- _WHAT IS NEEDED_:
Copy out the data below verbatim.

- _MATERIAL PROVIDED_:

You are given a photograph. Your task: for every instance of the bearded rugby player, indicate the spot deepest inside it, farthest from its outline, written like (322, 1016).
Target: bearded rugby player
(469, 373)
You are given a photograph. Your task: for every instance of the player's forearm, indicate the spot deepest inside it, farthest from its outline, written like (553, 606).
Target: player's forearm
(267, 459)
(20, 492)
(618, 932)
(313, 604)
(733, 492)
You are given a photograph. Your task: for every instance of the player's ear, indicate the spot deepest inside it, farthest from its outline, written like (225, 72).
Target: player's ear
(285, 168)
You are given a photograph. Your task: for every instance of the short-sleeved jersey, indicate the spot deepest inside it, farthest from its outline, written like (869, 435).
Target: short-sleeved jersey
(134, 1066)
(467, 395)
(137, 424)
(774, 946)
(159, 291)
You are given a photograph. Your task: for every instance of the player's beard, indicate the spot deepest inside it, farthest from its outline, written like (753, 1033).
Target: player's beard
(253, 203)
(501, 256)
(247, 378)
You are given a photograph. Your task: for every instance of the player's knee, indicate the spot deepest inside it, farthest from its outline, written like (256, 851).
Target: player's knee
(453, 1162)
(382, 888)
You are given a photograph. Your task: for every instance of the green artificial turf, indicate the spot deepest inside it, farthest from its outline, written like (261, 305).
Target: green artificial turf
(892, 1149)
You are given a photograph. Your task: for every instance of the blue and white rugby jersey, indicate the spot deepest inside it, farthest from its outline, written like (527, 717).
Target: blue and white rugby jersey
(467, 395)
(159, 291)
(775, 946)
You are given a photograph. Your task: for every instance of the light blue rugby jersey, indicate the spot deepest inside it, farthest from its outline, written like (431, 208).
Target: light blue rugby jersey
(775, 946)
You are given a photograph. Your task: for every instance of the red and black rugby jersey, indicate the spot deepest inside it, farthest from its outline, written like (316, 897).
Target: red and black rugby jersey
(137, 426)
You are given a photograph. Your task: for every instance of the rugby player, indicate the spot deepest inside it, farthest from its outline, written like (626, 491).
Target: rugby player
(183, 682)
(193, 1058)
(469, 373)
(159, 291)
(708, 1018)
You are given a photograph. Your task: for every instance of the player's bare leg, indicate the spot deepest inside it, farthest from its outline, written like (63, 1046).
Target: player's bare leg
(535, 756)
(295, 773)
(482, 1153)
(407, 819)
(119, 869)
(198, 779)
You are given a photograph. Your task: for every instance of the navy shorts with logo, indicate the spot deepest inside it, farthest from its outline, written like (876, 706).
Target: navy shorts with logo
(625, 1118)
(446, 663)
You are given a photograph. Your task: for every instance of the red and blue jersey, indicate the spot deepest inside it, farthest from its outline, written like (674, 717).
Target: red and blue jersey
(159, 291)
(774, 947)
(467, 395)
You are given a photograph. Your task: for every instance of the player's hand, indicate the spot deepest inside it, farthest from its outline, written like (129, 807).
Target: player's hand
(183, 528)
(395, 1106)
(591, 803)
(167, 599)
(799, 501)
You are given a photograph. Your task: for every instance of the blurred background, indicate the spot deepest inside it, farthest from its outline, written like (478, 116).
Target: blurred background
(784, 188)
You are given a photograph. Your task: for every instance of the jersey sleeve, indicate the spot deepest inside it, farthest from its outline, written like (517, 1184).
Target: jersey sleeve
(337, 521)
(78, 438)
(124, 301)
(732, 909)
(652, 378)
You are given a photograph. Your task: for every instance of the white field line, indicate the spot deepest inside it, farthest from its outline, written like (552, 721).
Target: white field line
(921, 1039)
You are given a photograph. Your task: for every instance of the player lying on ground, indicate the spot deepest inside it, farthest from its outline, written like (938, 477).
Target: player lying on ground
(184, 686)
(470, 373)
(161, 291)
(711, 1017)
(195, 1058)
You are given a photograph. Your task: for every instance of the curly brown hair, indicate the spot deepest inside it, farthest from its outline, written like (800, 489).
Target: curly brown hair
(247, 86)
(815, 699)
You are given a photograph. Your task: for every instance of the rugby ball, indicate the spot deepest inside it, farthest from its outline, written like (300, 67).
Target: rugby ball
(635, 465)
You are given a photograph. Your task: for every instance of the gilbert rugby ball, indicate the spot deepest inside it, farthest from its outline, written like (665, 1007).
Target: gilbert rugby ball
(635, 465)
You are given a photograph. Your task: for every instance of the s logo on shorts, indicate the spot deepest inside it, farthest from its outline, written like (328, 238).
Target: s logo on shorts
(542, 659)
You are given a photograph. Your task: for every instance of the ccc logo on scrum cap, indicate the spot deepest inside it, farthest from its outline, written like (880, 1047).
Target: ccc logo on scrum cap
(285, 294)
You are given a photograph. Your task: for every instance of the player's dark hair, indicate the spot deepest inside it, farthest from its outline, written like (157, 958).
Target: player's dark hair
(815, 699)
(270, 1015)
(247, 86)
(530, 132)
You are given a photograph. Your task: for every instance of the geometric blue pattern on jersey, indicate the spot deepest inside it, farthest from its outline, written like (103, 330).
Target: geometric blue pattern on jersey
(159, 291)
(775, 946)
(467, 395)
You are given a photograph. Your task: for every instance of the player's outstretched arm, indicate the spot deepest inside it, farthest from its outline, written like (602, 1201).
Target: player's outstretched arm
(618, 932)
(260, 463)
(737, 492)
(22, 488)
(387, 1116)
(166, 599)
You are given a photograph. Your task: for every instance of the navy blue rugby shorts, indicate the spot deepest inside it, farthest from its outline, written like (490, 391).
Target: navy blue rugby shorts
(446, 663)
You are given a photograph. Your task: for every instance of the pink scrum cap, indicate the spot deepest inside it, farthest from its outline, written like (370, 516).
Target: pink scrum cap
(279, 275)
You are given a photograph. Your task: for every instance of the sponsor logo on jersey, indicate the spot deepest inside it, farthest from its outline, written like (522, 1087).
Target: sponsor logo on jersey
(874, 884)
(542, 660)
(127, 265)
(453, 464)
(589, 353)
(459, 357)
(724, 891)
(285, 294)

- _RESPONSE TO THIS EXERCISE_:
You are given a photograph. Your task: for every instance of the bearded rugby player, indicate the spot deepest inside it, farthest from its outline, written like (322, 1016).
Target: bearded rugby player
(469, 373)
You are given a photograph. Your task: for every instance of the player's forearm, indicate the spot deepest inside it, farthest from its outline, written like (553, 606).
Target: player's forearm
(267, 459)
(20, 492)
(618, 932)
(313, 604)
(733, 492)
You are given a photograph. Your task: for every instance of the player's ear, indicate the spot deepest inside it, farthest from its outline, written like (225, 72).
Target: player's ear
(285, 168)
You are given a photograph. Your task: for every instance of the short-sleeved jersey, indicate the spot deepest inside it, farthest from its outline, written like (869, 435).
Target: short-sleeved jersey
(134, 1066)
(467, 395)
(137, 424)
(774, 946)
(159, 291)
You are given a photograph. Your task: for every instance of the player's beard, indicate the spot deepest inside it, farthest from its outline, written like (753, 1033).
Target: player's beard
(253, 203)
(501, 256)
(247, 378)
You are given a photograph. Your task: for every instance of the player's knee, indicate the spot deepest inside it, farthest from its outline, written like (256, 851).
Target: player's knee
(453, 1162)
(382, 888)
You are given a photograph. Your task: for every instance of the green artificial turf, indicate the spot deepest inside it, farthest from its outline, written like (261, 305).
Target: green artificial turf
(892, 1149)
You are given a photograph. Your task: for every instance of the blue and white rugby jersey, indicate the spot deepest inside it, farthest from its outline, written like (527, 717).
Target: blue and white rugby jersey
(467, 395)
(159, 291)
(775, 946)
You are given a photograph. Your task: for every instance of the light blue rugby jersey, indicate the spot deepest inside it, farthest from its outline, written like (431, 208).
Target: light blue rugby jersey
(775, 946)
You are given a photograph. Your task: for every instance of the red and black rugby jersey, indicate the spot deepest inside it, farthest from its outline, written like (316, 897).
Target: red and black rugby jersey
(137, 426)
You are given a photograph. Your task: for every instance of the rugby player, indicate the spot deepest inside it, farthest from its outline, written like (626, 491).
Target: rugby player
(183, 682)
(193, 1058)
(469, 373)
(159, 291)
(708, 1018)
You are given a photograph. Your task: for every instance of the player's bare leg, indicate the spot deepest inside it, farthest from its outline, written like (63, 1046).
Target: player's bare leg
(535, 756)
(295, 773)
(482, 1153)
(407, 819)
(119, 869)
(198, 779)
You are given a photograph. Your task: for every instance of the navy shorts with logo, indicate the spot deepest inside it, farthest from its outline, written like (876, 706).
Target: navy shorts with logo
(625, 1118)
(446, 663)
You are given a photograph. Your task: for every instance of the red and blue jersey, indicate the spot deepest inside it, farthest from its outline, written like (674, 717).
Target: red and blue jersey
(159, 291)
(774, 947)
(467, 395)
You are given a photograph. Your task: for every instance of the player's hand, indicate the spot deepest inside it, farthest from its outline, written like (129, 807).
Target: player's hand
(183, 528)
(395, 1106)
(591, 803)
(167, 599)
(799, 501)
You are given a photograph. Your task: for every instance of the blurred background, indicate the spot deepest inside it, farthest from its outline, written like (478, 116).
Target: blurred background
(784, 188)
You are given a photograph. Your task: for every instance of the jersey sleeve, indicate the spot deepest inside it, farthest from its outline, written like (517, 1184).
Target: jersey sleeve
(337, 521)
(78, 438)
(124, 301)
(732, 909)
(652, 378)
You are given a photograph. Your task: for every instance of the white field line, indicate the spot deepest inside it, farthest from its outline, written like (552, 721).
Target: white field line
(921, 1039)
You are given a photograph. Your task: for every instance of the player lying on ground, indicate the spot deepest inside it, farthest from its outline, written like (938, 477).
Target: player lying on ground
(184, 686)
(470, 373)
(161, 291)
(711, 1017)
(195, 1058)
You are given a photograph. Your task: for every instance of the curly brown hair, indicate the spot deepest inside it, farthest from its outline, written like (800, 489).
Target: curly brown hair
(247, 86)
(815, 699)
You are given a photograph. Your task: for every instance of the rugby ball, indicate the spot deepest inside it, farthest from its outline, written like (300, 67).
Target: rugby ball
(635, 465)
You are given a photograph. Your task: for every instance of the gilbert rugby ball, indicate the spot deepest inside it, farthest from its outline, written like (665, 1007).
Target: gilbert rugby ball
(635, 465)
You are given a photograph. Your task: for every instance of the s logo on shorts, indicate the spot deepest inside it, farthest from its outline, written like (328, 238).
Target: s logo on shorts
(542, 659)
You are given a photograph. Your task: for every instance of the ccc logo on scrum cap, indicate the spot deepest inside it, farthest from its outline, written like (880, 1047).
Target: ccc logo on scrum cap
(285, 294)
You are given a photograph. Your task: for every instance of the player's dark hair, indicate the spot deepest inside it, farthest from its outline, written like (157, 958).
Target: player's dark hair
(815, 699)
(270, 1015)
(247, 86)
(530, 132)
You are given a photograph. Your task: for every instance of the geometric blue pattern on jersey, indicate the spot deepest inside it, farthest from its outline, written like (103, 330).
Target: geometric blue pattern on jersey
(159, 291)
(775, 946)
(467, 395)
You are given a photograph. Your task: for every instance of the player's outstretched arm, indicate the spot deepest inside it, farthest from its outline, written like (602, 1201).
Target: player's outstretched arm
(618, 932)
(260, 463)
(737, 492)
(22, 488)
(387, 1116)
(166, 599)
You are given a photograph. Your task: for every instance of the navy blue rugby shorts, indicate the spot deepest inside it, farthest from its outline, written like (490, 391).
Target: navy blue rugby shorts
(446, 663)
You are given a photograph. Your task: for every instance of the pink scrum cap, indicate the spot deepest inside it, farthest from its outline, written like (370, 516).
Target: pink scrum cap
(279, 275)
You are given a photograph. Your task: for every instance of the sponsor logo on jersey, indicate the spot deepest inside it, farthest from its outline, written like (522, 1087).
Target: sponsor logo on jersey
(874, 884)
(542, 660)
(127, 265)
(453, 464)
(589, 353)
(459, 357)
(724, 891)
(285, 294)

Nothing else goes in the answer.